Hari Ini Mungkin Berbeda

by - Januari 25, 2015

Hari ini mungkin berbeda.
Ketika tanah air dan angkatanku bersorak ria tentang hari jadi mereka, aku mesti tergopoh-gopoh mengenal sebuah dunia baru. Siapa dia dan bagaimana seterusnya. Aku diminta untuk belajar bergerak sendiri. Benar-benar sendiri dengan beberapa tuntunan terkadang. Enam tahun lalu lamanya juga bukan merupakan pengalaman sia-sia. Aku juga bersekolah di asrama. Bersosialisasi dengan sekian orang yang belum kukenal semestinya. Tapi setiap tiga tahun itu, kehidupan berjalan saja. Ada peraturan mengikat yang kemudian tanpa sadar membuatku tertuntun rapat. Sehingga aku dibuatnya menyukai lingkungan yang sedemikian rupa. Ya, itu adalah tiap tiga tahun laluku. Kemudian beginilah cerita empat tahunku kemudian.
Esok pagi tak akan lagi sama. Tidak ada teh hangat yang tersedia di meja, bahkan selimut yang bisa ditarik tidur kembali. Tidak ada raungan sirine yang memintaku untuk segera menuju masjid. Tak ada lagi  61 kawan yang riuh dengan keceriaannya masing-masing.  Mengajak untuk sekadar melenturkan otot di lapangan hijau atau mengambil sekotak nasi di kantin yang kemudian disantap ramai-ramai di living asrama.
Kali ini semua mungkin terasa asing bagiku. Bahkan jalan-jalan kecil di sekitar kompleks aku terkadang masih ragu. Aku mungkin akan terlihat sebagai tiang hilang yang berjalan sendirian. Kawan lamaku? Mereka menyebar di tempat yang berbeda-beda. Untuk menjangkaunya saja aku masih kesulitan. Tapi beginilah semua berawal. Aku diminta kembali untuk mengenali sekian kehidupan yang belum kumengerti. Sekian episode drama tanpa ada tatanan kebiasaan yang mengikat.

→ Latihan Tertulis 1
Salin ulang baris-baris entri tanpa mengubah apa pun: mulai dari baris yang memuat "Where is each instance of the wooden" dan berhenti setelah baris yang memuat "point(112, 118)", kedua baris itu ikut disalin.

→ Data Masukan
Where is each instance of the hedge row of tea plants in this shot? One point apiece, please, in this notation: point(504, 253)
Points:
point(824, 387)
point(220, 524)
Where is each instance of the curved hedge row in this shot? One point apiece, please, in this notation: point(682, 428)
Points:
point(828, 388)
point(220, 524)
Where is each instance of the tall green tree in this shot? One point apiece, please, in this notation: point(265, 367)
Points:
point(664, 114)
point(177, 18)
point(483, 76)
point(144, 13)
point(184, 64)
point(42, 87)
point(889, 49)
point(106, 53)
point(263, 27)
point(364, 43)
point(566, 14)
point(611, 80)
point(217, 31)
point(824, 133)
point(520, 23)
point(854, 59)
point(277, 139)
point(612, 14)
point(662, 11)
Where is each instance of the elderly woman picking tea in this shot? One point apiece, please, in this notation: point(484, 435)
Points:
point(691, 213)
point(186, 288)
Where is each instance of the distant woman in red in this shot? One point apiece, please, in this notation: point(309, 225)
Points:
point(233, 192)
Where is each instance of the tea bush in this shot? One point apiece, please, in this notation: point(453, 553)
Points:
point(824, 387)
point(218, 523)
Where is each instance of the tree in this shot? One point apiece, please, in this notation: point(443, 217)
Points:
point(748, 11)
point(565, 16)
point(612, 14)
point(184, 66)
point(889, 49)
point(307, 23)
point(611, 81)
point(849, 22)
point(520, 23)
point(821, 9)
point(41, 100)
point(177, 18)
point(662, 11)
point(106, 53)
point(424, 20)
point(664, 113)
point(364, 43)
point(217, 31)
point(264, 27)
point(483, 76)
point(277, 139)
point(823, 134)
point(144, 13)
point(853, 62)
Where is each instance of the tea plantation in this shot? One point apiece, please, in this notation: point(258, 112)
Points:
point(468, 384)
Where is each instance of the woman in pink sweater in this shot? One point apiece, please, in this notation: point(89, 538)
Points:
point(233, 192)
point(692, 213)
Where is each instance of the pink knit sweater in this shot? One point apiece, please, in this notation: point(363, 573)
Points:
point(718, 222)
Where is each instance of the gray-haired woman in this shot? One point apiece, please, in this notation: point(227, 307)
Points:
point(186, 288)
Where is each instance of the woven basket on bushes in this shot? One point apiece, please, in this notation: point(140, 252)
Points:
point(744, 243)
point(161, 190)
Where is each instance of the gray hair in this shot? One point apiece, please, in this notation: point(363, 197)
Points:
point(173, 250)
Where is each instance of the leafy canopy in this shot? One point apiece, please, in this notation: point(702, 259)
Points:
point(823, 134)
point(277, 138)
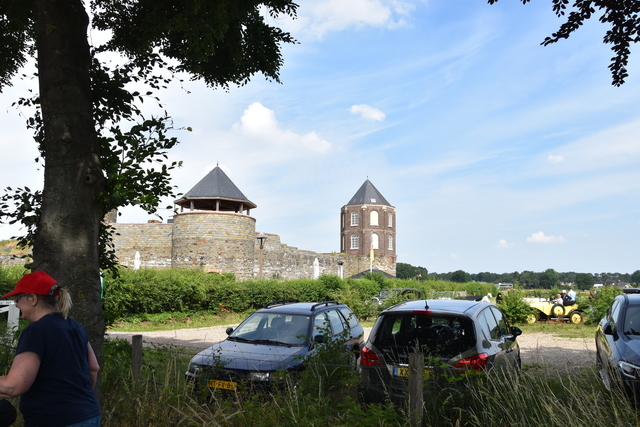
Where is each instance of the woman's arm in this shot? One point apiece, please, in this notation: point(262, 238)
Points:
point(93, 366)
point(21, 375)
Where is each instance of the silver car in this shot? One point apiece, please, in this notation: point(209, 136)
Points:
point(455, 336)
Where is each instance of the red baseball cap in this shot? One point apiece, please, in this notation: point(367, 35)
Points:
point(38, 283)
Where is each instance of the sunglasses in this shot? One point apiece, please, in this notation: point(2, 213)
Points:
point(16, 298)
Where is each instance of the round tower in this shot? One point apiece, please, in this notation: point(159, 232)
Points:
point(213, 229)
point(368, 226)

...

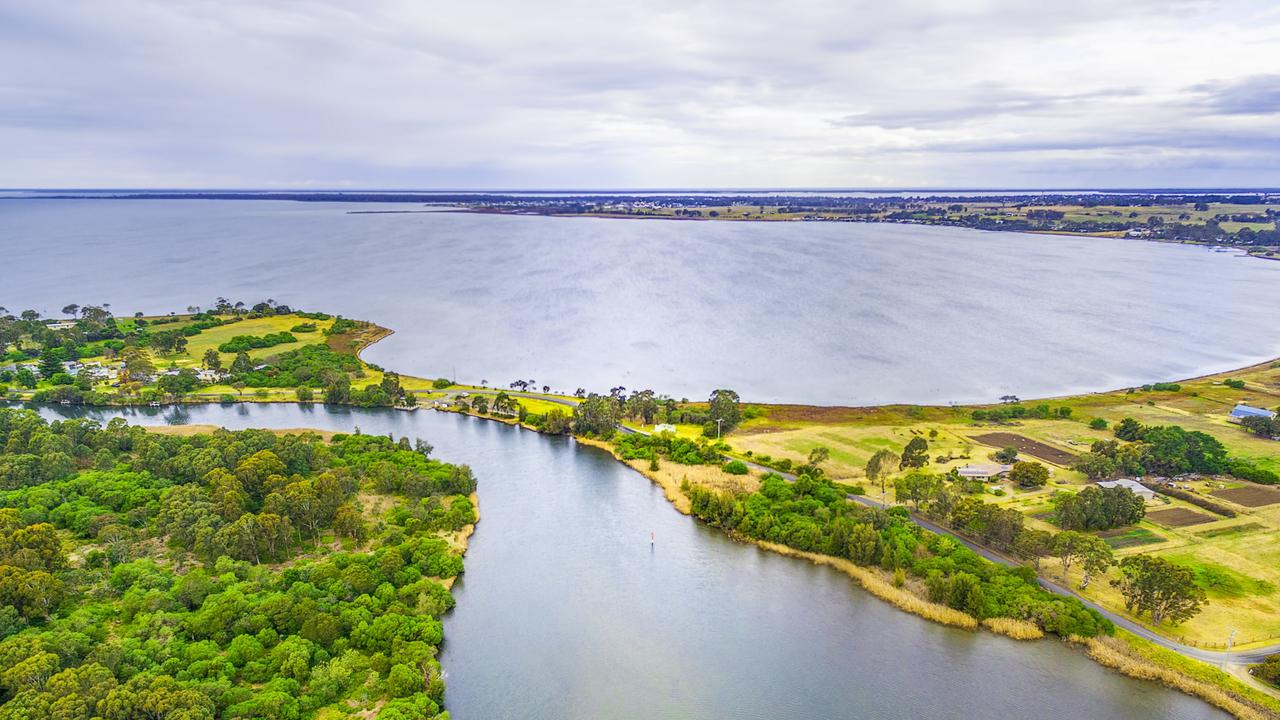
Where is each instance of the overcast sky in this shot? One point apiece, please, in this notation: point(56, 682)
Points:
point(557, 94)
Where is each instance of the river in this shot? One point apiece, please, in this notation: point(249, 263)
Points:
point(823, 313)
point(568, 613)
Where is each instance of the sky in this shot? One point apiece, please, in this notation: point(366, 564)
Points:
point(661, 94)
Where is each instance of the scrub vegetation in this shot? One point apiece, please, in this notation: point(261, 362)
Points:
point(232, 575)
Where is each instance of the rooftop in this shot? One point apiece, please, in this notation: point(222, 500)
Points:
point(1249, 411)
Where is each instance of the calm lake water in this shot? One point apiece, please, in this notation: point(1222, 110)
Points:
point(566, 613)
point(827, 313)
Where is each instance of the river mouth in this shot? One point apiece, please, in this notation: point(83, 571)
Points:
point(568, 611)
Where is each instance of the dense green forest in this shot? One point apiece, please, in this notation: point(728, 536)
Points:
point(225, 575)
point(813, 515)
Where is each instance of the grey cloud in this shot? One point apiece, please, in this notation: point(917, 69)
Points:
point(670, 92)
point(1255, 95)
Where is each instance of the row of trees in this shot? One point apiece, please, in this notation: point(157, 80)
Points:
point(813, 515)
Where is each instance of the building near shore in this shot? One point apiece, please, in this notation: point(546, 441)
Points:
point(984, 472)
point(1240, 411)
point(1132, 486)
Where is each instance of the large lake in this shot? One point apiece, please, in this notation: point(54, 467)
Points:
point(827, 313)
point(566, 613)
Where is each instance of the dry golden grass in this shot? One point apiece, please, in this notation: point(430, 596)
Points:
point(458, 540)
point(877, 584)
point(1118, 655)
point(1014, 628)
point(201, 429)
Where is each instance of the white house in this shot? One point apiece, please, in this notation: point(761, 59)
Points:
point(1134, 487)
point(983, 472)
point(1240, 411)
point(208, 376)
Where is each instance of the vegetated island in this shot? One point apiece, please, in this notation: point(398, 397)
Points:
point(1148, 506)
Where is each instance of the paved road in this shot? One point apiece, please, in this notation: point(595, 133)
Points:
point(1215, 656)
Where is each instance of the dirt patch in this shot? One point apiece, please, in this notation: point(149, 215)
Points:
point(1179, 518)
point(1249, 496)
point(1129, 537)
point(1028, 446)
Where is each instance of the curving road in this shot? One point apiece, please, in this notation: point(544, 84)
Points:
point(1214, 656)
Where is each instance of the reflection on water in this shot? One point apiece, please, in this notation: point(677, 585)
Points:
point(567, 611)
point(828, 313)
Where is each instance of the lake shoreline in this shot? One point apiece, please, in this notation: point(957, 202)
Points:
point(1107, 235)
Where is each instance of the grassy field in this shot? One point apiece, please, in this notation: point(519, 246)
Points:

==

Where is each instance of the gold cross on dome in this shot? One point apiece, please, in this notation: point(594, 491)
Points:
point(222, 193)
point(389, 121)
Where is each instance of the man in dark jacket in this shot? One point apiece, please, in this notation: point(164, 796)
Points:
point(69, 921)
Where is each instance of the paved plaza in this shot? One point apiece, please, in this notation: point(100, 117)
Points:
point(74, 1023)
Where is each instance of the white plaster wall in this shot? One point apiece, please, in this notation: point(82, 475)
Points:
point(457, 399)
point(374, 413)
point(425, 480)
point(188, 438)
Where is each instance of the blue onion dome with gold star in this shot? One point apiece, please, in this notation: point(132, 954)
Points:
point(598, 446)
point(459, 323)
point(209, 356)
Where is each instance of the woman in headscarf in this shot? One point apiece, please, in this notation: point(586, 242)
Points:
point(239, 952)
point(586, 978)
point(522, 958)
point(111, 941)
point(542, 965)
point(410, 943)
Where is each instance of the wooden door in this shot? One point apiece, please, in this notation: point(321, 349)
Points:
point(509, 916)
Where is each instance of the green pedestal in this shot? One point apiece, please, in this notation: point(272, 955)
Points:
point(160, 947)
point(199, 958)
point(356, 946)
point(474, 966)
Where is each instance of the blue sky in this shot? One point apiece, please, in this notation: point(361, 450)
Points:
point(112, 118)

→ Latihan Tertulis 2
Apakah tiap pernyataan berikut sesuai dengan kutipan? Jawab ya atau tidak untuk masing-masing, disertai kata-kata kutipan yang menentukannya. (a) Penulis pernah bersekolah di asrama. (b) Esok pagi, penulis masih akan diminta segera menuju masjid oleh raungan sirine. (c) Kawan-kawan lama penulis kini berada di satu tempat yang sama.

→ Jawaban Benar 1
Where is each instance of the wooden door in this shot? One point apiece, please, in this notation: point(321, 349)
Points:
point(509, 916)
Where is each instance of the green pedestal in this shot? One point apiece, please, in this notation: point(272, 955)
Points:
point(160, 947)
point(199, 958)
point(356, 946)
point(474, 966)
Where is each instance of the blue sky in this shot? One point apiece, please, in this notation: point(361, 450)
Points:
point(112, 118)

→ Jawaban Benar 2
(a) Ya: "Aku juga bersekolah di asrama."
(b) Tidak: "Tidak ada raungan sirine yang memintaku untuk segera menuju masjid."
(c) Tidak: "Mereka menyebar di tempat yang berbeda-beda."